*EXERCISE INSTRUCTIONS:*
Using the entries below, return word for word the lines from the one containing "In this exercise you will indicate the v-neck" up to and including the last.

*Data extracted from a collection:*
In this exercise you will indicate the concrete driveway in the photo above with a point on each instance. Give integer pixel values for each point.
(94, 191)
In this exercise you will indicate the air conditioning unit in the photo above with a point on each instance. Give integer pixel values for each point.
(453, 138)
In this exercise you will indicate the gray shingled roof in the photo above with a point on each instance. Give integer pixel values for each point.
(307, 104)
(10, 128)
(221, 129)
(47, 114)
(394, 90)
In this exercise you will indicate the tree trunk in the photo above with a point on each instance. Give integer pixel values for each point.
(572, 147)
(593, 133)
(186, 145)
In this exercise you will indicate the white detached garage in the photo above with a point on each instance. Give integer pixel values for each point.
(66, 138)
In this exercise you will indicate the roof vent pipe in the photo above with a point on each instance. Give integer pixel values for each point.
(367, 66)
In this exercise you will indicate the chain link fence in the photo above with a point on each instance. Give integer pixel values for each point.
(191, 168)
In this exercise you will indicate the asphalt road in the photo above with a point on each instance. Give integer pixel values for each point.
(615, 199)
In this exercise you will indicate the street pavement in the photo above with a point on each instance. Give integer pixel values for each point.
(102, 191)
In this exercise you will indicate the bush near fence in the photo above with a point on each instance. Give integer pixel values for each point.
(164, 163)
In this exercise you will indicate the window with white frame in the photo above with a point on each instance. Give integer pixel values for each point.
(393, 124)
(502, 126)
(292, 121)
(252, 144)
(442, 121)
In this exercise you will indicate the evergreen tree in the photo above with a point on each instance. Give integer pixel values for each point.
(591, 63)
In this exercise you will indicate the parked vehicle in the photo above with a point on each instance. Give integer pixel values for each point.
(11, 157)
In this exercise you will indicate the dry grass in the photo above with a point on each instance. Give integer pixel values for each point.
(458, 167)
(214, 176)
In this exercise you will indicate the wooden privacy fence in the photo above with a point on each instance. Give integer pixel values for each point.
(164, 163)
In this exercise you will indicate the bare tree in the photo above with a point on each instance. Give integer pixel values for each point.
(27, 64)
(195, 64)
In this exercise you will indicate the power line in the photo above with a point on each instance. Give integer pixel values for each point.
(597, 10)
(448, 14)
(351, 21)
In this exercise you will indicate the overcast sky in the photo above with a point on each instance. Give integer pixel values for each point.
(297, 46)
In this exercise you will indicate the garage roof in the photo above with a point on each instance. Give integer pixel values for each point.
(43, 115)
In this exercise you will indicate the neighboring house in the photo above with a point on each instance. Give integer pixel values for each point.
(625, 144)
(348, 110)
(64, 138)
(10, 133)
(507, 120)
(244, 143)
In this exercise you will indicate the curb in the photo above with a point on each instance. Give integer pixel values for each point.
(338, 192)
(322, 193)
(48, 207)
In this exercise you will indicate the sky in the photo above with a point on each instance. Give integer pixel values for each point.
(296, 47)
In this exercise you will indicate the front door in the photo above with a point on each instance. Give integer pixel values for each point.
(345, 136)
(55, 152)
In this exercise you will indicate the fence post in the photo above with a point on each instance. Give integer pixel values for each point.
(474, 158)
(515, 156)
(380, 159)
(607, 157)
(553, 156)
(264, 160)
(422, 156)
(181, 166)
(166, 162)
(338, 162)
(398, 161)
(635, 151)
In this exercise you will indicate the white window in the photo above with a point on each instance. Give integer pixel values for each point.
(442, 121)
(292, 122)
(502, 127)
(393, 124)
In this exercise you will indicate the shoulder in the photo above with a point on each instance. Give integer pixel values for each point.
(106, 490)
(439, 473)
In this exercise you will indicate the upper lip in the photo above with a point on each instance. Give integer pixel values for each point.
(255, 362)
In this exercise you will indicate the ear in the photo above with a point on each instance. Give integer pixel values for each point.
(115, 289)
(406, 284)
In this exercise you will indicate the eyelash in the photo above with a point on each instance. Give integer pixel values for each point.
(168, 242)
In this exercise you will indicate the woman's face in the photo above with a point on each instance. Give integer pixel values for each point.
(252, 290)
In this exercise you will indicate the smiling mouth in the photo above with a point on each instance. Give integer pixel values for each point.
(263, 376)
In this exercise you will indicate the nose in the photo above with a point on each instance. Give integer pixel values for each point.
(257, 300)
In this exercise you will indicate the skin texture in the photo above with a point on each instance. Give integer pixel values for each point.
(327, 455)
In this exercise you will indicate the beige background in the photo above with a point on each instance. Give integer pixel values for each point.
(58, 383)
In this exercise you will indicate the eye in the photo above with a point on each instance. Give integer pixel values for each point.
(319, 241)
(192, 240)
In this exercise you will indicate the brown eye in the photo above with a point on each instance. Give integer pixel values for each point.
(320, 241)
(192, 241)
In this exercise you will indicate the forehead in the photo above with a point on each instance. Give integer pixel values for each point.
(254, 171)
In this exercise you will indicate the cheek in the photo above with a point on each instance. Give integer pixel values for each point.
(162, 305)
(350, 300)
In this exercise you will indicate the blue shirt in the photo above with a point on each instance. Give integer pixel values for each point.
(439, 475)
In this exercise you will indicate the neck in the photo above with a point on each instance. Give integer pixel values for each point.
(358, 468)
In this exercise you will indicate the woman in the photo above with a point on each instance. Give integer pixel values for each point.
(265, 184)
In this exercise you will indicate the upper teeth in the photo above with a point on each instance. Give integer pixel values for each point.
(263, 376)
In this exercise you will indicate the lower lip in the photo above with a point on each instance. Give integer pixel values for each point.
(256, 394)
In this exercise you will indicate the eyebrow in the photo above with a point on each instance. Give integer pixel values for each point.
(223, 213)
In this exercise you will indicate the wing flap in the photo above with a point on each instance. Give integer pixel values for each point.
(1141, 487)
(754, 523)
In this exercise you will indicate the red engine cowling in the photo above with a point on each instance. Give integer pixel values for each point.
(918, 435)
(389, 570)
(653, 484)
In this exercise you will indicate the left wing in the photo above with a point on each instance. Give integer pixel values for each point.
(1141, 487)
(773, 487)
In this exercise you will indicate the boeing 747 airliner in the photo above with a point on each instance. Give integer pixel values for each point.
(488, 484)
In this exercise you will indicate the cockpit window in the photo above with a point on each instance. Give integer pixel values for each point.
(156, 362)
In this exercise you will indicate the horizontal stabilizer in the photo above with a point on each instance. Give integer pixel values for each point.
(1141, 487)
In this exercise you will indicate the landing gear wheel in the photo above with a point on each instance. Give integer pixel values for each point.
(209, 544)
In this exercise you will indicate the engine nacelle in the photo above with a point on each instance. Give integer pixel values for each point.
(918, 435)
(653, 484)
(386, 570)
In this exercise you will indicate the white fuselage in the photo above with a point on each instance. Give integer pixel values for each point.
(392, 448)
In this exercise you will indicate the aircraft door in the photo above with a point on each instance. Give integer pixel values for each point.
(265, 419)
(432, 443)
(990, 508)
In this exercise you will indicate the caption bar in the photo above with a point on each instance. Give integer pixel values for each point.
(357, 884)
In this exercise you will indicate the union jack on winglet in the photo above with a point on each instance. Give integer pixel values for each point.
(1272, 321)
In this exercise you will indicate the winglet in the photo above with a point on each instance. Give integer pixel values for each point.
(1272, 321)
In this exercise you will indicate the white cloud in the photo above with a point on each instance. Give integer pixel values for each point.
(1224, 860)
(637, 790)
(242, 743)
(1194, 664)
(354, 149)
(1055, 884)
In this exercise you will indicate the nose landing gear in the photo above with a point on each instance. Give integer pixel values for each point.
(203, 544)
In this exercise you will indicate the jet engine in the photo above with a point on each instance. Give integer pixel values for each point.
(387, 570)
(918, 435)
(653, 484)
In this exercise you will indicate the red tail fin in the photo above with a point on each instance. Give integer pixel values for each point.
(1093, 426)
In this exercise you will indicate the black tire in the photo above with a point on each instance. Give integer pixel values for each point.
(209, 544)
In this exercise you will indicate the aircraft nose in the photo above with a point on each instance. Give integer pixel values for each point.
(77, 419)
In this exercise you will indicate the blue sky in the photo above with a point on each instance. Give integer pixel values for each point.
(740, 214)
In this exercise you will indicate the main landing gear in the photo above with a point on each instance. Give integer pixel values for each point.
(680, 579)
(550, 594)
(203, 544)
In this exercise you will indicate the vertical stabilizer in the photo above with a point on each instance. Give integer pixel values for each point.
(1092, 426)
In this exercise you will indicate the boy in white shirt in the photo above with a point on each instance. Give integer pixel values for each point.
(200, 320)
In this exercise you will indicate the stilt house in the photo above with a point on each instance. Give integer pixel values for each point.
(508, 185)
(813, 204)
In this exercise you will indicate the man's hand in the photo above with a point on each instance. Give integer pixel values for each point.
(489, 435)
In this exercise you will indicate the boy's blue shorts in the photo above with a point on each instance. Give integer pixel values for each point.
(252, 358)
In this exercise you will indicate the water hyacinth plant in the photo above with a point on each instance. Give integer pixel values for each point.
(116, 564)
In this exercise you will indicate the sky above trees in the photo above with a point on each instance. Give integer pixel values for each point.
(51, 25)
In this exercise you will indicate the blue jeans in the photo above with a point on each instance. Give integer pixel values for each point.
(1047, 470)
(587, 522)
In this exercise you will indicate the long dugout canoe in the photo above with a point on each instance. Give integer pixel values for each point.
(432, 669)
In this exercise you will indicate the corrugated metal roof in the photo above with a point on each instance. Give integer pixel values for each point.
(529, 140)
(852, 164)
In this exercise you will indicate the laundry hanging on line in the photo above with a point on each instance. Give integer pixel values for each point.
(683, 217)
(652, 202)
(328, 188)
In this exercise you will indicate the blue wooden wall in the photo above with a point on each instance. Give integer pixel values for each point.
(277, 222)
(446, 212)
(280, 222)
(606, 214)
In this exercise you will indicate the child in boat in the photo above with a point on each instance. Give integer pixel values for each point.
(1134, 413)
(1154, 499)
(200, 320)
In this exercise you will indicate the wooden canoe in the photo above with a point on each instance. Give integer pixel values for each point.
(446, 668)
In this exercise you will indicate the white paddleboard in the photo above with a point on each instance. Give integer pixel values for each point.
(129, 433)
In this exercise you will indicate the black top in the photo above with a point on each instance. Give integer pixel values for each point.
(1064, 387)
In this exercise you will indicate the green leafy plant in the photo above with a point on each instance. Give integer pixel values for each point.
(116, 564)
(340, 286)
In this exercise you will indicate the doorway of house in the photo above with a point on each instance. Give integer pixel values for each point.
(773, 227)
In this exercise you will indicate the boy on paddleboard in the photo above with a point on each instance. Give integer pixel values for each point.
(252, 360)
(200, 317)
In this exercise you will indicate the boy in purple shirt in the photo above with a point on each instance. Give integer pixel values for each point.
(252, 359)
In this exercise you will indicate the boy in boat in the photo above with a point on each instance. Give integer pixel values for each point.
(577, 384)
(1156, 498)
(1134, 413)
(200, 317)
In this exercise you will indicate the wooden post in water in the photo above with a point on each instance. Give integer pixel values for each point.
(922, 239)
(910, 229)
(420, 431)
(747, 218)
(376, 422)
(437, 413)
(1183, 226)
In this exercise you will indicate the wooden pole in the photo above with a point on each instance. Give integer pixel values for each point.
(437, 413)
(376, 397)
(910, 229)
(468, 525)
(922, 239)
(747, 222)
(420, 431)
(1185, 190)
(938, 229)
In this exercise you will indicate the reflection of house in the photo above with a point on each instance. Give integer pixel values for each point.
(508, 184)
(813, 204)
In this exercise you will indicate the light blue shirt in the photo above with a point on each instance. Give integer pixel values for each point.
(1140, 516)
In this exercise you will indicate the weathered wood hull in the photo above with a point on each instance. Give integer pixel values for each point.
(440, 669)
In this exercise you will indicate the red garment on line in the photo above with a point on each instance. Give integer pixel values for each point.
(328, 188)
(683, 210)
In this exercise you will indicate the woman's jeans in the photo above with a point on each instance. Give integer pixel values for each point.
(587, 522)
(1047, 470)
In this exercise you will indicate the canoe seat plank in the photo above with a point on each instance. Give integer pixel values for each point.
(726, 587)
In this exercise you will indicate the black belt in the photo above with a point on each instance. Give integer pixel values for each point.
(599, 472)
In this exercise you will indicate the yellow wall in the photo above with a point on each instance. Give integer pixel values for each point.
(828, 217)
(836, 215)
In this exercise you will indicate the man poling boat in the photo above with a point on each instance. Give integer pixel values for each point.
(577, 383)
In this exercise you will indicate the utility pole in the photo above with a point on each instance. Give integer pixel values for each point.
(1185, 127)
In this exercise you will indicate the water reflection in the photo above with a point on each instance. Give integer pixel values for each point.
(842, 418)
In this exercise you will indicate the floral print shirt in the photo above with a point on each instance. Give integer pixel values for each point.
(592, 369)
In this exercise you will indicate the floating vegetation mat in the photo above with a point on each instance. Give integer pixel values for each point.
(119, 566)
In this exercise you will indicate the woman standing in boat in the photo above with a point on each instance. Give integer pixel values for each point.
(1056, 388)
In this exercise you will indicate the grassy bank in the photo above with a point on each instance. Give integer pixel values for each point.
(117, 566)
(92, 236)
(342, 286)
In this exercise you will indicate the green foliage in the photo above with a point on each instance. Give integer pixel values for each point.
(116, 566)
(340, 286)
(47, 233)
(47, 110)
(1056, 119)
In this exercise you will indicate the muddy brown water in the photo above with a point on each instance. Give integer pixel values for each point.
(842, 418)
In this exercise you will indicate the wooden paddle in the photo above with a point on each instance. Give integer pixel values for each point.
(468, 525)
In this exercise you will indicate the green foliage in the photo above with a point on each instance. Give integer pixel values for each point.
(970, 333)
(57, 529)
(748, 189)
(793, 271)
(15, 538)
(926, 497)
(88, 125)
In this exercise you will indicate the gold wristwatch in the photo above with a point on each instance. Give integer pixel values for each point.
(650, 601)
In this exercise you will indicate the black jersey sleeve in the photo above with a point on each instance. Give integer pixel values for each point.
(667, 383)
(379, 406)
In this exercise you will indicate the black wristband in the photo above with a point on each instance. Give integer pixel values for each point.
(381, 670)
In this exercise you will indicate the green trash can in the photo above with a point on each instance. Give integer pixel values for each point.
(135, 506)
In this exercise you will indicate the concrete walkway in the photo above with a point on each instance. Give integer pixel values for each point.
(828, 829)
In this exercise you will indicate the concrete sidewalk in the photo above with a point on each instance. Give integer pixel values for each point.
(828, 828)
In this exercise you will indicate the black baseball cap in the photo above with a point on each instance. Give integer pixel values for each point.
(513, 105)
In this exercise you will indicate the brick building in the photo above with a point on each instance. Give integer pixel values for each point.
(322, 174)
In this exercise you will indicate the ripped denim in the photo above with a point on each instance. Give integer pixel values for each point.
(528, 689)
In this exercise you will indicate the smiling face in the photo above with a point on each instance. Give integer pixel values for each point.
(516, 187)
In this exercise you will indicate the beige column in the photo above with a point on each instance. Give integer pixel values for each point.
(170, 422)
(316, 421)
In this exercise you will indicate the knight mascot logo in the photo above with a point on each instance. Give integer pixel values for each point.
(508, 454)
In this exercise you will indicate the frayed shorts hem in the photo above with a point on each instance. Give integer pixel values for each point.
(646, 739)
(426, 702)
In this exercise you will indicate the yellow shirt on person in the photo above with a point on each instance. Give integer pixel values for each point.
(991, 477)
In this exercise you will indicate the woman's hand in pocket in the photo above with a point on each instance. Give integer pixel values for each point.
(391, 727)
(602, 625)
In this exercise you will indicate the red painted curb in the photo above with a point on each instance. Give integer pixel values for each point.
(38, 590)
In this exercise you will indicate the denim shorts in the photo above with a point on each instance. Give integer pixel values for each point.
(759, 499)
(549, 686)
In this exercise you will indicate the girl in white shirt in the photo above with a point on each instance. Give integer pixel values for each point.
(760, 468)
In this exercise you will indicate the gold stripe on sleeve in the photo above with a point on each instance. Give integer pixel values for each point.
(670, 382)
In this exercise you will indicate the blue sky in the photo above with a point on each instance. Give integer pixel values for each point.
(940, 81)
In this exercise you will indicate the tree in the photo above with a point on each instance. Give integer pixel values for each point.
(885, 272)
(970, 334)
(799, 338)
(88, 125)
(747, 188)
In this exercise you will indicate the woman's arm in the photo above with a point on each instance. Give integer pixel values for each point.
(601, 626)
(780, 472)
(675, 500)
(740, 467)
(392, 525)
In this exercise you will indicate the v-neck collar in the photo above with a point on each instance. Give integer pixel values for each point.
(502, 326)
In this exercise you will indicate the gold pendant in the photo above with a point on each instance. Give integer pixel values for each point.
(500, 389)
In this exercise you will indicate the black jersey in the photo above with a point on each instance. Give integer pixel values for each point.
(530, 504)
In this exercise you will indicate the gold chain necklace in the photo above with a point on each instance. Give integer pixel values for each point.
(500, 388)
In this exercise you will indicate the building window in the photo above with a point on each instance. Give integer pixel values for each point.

*ANSWER FOR THIS EXERCISE:*
In this exercise you will indicate the v-neck collar in the photo above with a point on each instance. Give integer pixel values for each point.
(502, 326)
In this exercise you will indicate the gold pendant in the photo above with a point on each instance. Give integer pixel values for each point.
(500, 389)
In this exercise you will indicate the black jersey in the photo above with a point on each instance. Give integer pixel values for each point.
(530, 504)
In this exercise you will indicate the gold chain necklace in the photo above with a point on each instance. Give integer pixel values for each point.
(500, 388)
In this exercise you will indicate the building window in the photo above with a point on each instance. Give integer pixel values for each point.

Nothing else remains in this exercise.